[What you will do] Look below for the line containing "Annotation task — annotate the wood grain". Output it and each remaining line of the entries exactly, and nothing else.

[Dataset entries]
═══
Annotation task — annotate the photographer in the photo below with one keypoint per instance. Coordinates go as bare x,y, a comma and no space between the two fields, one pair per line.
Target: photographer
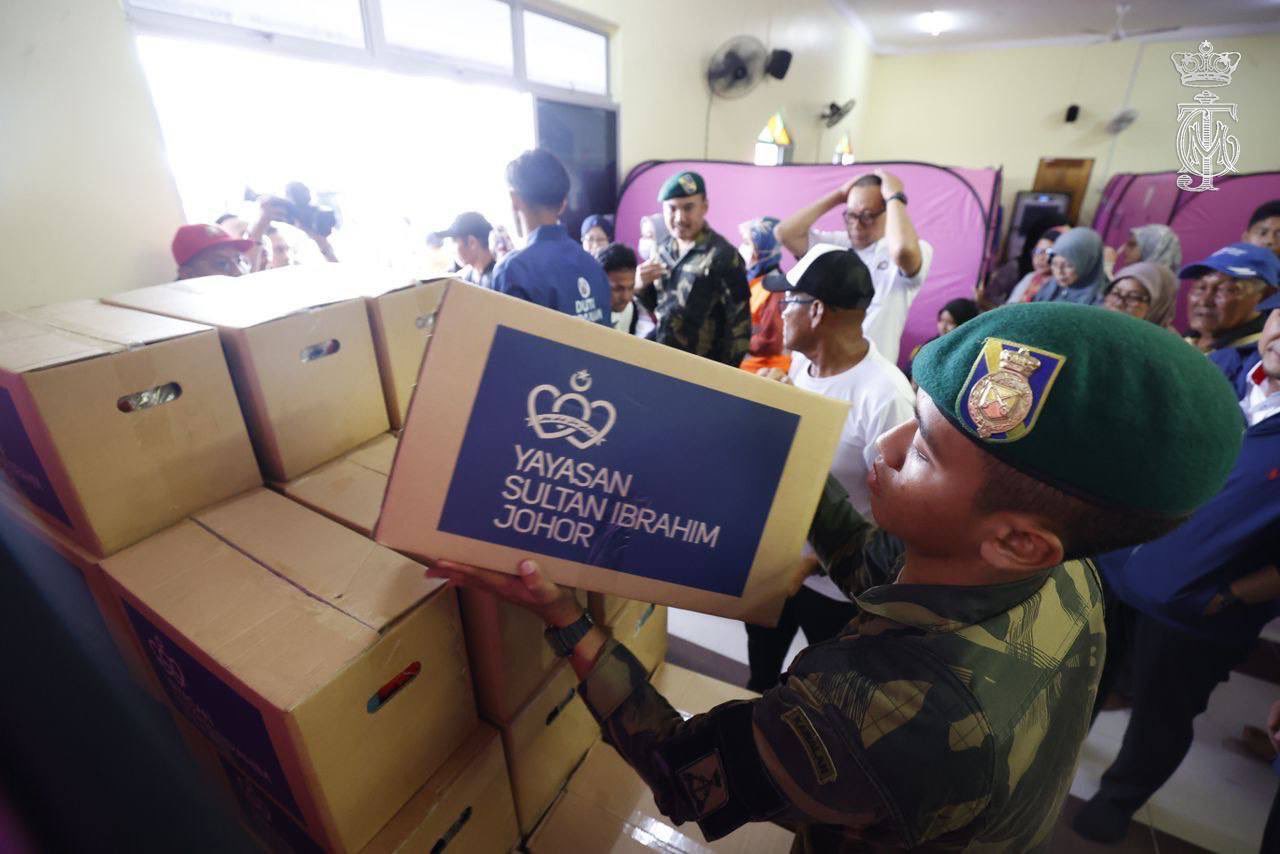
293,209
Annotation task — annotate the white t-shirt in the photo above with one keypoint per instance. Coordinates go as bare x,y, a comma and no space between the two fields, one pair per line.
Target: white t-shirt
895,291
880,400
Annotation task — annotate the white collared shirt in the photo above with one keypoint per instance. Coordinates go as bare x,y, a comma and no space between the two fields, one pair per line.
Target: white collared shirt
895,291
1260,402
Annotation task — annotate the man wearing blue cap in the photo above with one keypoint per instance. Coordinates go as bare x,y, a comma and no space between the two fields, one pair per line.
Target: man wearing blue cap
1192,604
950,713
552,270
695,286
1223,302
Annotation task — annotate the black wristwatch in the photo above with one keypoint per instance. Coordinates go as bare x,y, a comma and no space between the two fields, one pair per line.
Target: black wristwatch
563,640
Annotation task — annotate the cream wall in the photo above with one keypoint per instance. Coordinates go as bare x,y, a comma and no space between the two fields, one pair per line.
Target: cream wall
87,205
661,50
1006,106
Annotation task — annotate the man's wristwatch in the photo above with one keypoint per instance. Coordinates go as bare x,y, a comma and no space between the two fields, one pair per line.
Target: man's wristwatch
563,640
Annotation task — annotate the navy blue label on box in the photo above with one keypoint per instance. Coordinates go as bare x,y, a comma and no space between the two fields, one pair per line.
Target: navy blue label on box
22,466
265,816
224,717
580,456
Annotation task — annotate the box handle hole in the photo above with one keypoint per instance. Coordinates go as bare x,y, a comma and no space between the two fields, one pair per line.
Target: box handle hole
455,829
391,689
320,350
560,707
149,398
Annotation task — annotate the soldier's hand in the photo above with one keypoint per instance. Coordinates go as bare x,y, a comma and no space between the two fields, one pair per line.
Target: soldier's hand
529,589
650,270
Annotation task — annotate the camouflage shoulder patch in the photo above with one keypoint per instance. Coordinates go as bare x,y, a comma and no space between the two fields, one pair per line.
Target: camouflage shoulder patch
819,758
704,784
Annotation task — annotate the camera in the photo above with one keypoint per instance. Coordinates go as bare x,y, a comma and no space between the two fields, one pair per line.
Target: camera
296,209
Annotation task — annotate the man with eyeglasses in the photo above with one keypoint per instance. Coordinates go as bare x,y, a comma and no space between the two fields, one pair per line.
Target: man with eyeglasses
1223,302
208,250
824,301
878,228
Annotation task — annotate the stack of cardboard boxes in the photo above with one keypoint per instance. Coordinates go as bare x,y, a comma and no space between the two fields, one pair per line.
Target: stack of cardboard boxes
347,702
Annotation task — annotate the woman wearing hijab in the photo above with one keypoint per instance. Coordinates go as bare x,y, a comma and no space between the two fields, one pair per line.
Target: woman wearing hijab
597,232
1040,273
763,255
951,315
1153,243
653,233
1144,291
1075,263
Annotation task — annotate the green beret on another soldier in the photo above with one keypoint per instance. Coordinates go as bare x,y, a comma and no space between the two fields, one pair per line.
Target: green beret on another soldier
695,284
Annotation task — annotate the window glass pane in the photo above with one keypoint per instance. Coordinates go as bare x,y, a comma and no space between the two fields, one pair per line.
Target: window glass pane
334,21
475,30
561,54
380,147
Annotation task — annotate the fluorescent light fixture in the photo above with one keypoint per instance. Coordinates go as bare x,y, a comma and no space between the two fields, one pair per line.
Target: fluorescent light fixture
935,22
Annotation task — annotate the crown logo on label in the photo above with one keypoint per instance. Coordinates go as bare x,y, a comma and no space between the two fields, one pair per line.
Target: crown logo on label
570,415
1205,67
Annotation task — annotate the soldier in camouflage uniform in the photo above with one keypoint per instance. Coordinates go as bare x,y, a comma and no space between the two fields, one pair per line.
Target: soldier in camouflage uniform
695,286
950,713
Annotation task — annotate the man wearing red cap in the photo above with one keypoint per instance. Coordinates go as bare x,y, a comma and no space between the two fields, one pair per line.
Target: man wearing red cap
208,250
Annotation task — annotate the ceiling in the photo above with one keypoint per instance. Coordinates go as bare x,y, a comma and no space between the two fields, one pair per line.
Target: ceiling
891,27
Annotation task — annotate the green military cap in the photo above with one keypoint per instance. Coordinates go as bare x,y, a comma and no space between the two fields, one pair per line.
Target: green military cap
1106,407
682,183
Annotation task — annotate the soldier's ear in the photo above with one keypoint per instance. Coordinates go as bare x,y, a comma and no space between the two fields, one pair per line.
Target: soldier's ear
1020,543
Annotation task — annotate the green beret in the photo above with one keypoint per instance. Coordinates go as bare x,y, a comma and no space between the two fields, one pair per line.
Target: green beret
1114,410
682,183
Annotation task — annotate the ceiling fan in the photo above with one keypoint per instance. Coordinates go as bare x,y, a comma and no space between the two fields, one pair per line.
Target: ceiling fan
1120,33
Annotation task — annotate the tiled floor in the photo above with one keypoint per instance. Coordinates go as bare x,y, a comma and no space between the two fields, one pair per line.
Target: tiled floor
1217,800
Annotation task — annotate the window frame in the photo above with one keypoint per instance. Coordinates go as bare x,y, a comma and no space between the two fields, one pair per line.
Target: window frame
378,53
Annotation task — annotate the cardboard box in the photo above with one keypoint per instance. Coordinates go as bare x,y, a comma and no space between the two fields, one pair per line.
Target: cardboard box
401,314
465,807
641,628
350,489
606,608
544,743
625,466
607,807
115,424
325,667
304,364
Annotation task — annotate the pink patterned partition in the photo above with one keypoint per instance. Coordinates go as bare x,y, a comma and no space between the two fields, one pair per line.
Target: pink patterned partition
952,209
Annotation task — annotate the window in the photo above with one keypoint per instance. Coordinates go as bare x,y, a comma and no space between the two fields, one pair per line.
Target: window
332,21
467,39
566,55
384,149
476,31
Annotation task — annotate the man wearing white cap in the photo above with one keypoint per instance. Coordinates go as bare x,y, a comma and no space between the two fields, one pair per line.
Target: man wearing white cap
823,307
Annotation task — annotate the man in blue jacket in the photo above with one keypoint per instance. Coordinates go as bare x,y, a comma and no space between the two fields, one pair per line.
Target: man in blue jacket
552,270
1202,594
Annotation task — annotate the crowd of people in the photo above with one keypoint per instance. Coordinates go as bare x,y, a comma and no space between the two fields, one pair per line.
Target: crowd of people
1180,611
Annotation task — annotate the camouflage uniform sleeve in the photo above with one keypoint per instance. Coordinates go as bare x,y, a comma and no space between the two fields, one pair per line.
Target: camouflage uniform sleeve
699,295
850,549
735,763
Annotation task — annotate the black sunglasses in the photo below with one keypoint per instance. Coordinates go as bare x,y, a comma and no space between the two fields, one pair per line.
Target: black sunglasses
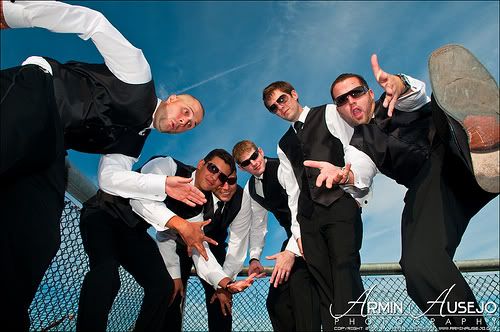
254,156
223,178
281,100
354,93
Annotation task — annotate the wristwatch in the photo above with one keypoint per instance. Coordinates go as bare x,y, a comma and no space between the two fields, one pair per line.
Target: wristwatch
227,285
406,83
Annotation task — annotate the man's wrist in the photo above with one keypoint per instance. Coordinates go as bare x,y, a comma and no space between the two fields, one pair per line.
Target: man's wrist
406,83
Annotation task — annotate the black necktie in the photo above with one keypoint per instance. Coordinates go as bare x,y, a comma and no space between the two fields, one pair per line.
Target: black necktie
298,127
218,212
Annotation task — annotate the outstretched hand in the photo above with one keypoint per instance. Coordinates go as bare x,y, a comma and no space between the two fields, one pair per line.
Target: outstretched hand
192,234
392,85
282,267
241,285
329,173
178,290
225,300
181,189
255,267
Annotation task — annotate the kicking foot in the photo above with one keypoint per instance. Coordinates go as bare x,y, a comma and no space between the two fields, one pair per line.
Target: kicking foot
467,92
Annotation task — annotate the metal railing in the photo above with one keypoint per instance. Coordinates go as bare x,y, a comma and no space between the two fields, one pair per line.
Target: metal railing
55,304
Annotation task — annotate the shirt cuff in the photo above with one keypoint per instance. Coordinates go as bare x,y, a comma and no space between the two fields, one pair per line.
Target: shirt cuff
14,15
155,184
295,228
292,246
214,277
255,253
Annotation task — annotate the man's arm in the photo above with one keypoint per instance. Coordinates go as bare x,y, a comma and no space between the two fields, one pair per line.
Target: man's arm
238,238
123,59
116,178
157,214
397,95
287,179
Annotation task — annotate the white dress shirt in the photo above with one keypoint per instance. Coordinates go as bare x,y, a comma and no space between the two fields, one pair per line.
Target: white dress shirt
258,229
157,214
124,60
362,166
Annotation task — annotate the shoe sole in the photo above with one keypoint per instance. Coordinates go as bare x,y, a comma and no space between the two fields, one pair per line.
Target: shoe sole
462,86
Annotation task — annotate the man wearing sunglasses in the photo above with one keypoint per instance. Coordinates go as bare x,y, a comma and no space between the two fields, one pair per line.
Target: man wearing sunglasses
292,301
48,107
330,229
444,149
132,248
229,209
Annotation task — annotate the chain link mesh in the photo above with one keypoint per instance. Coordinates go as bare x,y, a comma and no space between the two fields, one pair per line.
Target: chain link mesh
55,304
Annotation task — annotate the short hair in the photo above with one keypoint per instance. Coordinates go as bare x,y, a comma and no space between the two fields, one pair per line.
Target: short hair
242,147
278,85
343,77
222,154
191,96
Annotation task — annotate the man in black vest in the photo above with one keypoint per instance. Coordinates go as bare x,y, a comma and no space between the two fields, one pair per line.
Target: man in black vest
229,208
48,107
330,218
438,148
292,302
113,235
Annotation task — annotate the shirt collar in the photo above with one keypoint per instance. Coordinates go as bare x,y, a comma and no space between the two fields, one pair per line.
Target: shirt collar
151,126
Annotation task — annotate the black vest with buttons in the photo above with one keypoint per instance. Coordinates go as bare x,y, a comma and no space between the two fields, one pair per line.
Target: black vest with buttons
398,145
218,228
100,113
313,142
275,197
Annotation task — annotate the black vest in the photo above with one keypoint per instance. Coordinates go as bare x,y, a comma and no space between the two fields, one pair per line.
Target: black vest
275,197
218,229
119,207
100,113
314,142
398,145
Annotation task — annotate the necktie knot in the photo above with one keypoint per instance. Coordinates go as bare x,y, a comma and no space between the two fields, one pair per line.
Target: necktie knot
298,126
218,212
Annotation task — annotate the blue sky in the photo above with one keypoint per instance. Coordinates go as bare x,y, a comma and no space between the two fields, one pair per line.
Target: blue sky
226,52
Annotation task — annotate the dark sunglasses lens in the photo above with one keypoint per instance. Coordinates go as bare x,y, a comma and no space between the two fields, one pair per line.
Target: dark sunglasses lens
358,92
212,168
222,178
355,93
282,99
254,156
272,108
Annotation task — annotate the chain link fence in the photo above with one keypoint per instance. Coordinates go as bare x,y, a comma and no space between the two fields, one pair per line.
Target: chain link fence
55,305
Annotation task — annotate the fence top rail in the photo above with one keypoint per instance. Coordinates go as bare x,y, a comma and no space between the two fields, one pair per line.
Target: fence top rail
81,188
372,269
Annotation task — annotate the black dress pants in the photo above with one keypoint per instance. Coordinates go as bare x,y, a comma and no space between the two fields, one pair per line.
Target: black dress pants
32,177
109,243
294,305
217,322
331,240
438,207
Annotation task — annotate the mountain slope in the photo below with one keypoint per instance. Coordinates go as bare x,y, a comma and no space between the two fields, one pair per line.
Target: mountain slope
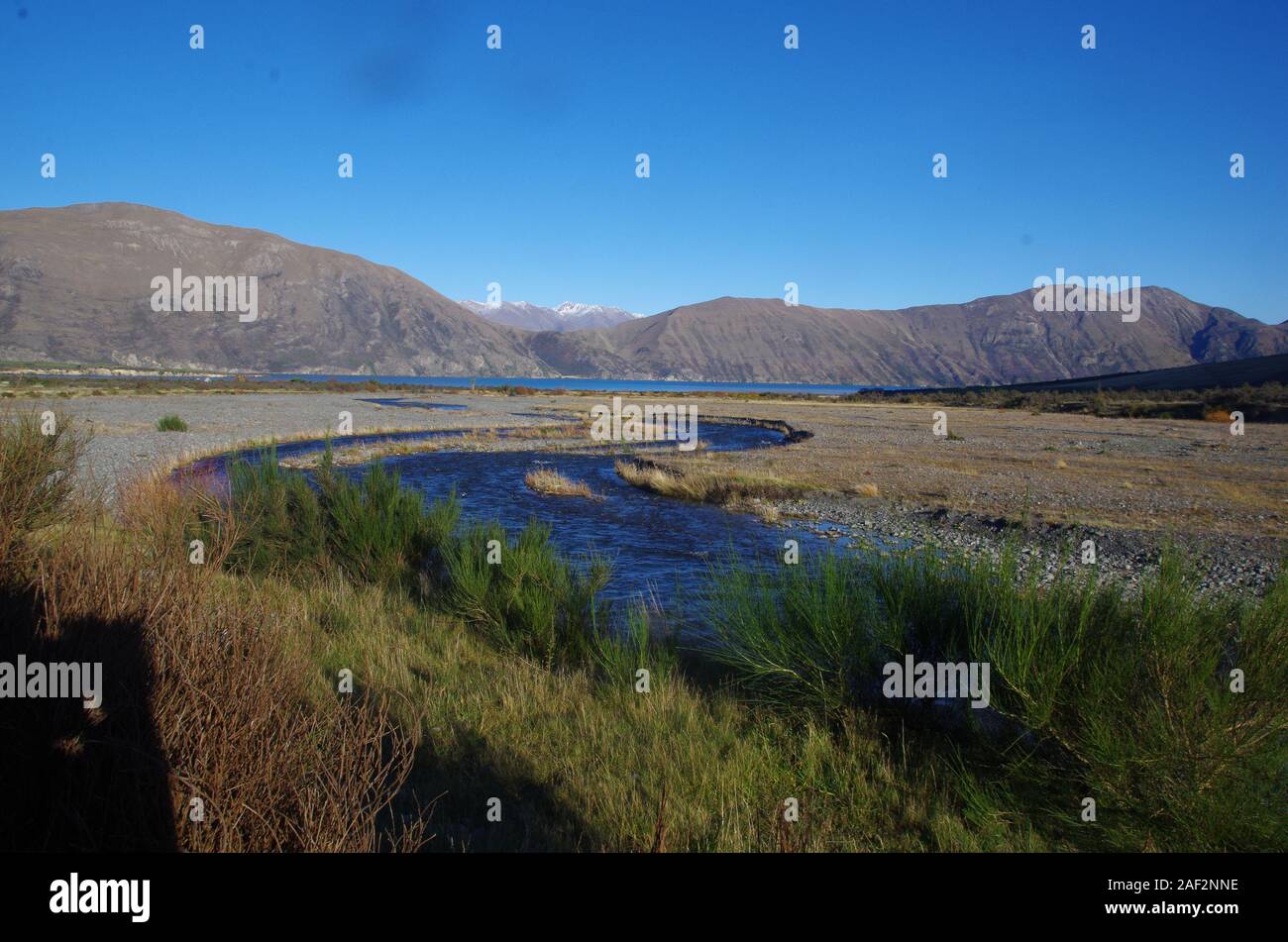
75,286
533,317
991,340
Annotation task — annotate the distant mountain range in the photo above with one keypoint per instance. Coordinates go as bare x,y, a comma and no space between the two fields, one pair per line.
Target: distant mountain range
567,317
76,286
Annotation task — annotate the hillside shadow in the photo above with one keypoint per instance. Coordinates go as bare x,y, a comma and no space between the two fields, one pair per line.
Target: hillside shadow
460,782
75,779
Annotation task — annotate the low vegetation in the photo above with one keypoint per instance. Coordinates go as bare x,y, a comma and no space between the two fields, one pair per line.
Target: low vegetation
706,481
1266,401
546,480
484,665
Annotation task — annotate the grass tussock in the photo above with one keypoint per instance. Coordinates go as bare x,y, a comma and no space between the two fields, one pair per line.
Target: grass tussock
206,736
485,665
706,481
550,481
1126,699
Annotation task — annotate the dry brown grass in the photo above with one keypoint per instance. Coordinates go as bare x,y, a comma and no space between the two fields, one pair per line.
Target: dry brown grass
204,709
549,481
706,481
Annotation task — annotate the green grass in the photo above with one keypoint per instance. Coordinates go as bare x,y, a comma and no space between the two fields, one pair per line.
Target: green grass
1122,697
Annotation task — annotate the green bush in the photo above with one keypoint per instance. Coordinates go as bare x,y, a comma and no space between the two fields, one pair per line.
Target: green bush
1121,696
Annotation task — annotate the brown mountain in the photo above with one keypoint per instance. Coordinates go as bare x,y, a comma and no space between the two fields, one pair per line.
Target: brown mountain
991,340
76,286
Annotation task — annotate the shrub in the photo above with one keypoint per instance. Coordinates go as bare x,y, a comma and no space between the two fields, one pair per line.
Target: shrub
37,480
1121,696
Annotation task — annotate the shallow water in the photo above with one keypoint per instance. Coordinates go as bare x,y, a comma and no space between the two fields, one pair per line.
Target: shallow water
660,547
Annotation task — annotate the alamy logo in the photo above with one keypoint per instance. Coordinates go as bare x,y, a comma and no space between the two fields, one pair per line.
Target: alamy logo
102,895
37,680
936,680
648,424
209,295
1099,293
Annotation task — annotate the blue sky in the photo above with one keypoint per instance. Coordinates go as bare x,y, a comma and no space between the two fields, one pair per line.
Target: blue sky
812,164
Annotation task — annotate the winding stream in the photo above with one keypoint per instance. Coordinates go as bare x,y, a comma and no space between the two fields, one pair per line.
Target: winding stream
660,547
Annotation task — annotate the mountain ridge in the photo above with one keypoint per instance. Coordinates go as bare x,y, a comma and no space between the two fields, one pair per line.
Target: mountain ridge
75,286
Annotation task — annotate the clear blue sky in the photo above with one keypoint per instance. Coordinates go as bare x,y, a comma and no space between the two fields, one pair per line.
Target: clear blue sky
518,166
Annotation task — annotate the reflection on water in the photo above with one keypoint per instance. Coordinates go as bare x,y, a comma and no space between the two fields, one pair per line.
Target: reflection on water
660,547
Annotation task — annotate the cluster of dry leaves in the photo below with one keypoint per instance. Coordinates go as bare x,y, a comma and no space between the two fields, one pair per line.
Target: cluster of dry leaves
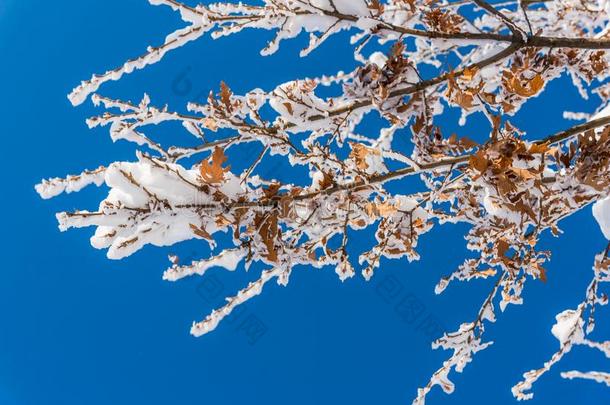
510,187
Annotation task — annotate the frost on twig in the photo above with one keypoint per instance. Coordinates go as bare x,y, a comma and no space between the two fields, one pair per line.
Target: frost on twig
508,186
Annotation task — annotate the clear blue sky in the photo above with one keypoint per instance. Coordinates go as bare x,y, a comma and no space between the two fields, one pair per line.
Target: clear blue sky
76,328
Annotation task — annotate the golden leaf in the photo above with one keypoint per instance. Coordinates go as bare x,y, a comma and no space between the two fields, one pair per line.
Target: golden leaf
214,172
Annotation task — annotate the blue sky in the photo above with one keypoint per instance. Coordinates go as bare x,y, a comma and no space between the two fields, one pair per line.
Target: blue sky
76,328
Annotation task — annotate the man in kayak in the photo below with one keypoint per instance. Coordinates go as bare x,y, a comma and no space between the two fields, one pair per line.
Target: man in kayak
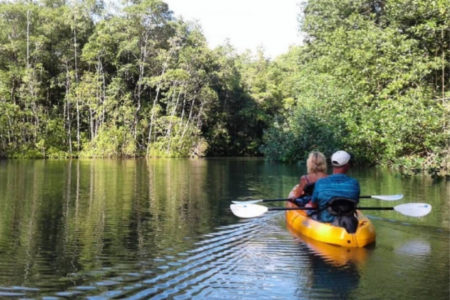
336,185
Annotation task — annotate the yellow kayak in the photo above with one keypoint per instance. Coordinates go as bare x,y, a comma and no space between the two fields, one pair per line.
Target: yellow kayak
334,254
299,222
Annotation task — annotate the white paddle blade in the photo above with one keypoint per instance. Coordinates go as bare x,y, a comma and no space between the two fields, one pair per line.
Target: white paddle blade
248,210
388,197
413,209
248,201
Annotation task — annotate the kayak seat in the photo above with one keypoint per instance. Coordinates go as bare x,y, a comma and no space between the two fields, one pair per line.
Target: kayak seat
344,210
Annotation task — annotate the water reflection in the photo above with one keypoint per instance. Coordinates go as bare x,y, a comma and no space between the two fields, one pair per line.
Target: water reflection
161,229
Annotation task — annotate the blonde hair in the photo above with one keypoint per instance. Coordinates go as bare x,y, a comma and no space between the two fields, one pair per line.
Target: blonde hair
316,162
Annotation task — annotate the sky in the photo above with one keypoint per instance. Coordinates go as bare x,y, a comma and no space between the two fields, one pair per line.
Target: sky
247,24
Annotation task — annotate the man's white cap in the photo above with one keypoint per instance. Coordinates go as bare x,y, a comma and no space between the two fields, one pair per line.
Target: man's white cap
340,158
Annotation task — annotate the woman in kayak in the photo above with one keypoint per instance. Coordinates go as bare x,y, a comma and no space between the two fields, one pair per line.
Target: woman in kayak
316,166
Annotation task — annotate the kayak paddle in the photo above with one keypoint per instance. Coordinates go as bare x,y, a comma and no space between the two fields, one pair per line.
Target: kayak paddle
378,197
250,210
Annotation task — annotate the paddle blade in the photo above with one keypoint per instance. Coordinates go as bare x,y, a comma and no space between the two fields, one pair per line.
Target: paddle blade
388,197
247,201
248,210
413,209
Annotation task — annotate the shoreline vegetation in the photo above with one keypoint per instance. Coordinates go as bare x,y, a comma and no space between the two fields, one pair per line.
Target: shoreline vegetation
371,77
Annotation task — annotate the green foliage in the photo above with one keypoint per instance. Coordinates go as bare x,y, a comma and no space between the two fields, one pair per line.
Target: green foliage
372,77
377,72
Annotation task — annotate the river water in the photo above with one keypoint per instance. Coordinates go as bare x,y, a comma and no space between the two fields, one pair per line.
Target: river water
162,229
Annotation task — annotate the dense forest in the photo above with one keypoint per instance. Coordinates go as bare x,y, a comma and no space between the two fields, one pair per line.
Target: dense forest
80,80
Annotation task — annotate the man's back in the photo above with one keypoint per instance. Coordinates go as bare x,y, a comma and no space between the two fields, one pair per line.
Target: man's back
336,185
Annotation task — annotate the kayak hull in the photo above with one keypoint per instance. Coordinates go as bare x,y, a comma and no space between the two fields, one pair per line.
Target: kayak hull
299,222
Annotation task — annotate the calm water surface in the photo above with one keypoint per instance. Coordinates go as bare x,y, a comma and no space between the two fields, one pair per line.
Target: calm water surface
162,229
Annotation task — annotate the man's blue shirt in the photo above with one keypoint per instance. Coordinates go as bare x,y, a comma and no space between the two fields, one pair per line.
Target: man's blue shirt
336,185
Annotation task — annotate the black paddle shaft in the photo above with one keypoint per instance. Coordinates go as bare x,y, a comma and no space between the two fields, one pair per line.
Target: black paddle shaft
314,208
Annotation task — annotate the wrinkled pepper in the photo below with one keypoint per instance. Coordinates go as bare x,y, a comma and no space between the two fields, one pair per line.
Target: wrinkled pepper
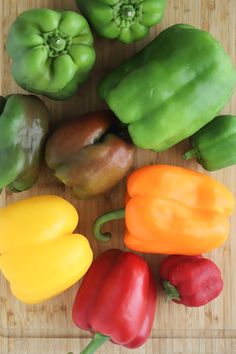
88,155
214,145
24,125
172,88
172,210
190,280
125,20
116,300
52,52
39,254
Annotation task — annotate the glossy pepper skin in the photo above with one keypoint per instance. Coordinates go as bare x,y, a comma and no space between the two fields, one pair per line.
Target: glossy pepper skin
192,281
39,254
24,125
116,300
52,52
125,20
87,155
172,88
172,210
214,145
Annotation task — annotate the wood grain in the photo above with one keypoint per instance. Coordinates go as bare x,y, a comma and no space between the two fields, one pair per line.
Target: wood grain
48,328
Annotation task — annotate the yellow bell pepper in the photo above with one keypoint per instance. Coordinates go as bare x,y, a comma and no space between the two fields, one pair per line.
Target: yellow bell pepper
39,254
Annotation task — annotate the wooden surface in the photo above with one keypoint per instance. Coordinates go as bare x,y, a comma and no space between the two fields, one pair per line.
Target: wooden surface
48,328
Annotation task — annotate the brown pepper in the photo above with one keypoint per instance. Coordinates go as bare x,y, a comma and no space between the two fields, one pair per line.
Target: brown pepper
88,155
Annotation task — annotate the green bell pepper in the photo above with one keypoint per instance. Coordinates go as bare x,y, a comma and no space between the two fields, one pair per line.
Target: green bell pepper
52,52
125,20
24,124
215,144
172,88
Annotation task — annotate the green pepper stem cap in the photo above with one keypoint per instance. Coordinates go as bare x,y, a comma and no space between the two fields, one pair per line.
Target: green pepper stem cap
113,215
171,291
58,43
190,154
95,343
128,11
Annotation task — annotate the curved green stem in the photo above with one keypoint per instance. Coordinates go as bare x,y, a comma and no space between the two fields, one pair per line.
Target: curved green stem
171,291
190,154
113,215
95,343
═══
[Answer]
Annotation task — annotate the wood grain in the photo above with one keypoint per instance. Coordinates go as bare x,y, a comma and no space between the two fields, one pair per line.
Target: wood grain
48,328
Annotation task — annotate the yellow bell pepper in the photo above with one keypoint per instance. Coordinates go as bare x,y, a comma and no space between the two fields, one pair per line.
Target: yellow bell pepper
39,254
Annotation task — annotate the wooden surface in the photo above with one keypoint per instance. Coordinates go as bare x,y, a comma and no space between the two fields, one pair per line.
Target: wooden surface
48,328
Annotation task — annotate the brown pepper in the photo above with one keypoint per instance. Coordinates go as bare x,y, a comma and no space between the two fields, one pair per line.
Target: brown pepper
88,155
Annotation task — annotate the green bell pepper in the photo above with one keypoint per instance. Coordinates go as bare x,y, a comma and no space between the two fields, one pair per line.
Target: green bell pepper
52,52
125,20
24,124
215,144
172,88
Annotation task — annotate the green pepper stem cap in the photo above with one keypoint per instance. Coordinates go as bare x,y, a comma and no space between the two fields, one pair per line.
Target: green pepper stem cap
113,215
171,291
58,43
190,154
95,343
128,11
Annotation task — annotate the curved green stem in the photo above with one keypoint per instance. Coordinates go as bare x,y, a comma and no space between the two fields, one pair per line.
Target: curved green stem
171,291
190,154
113,215
95,343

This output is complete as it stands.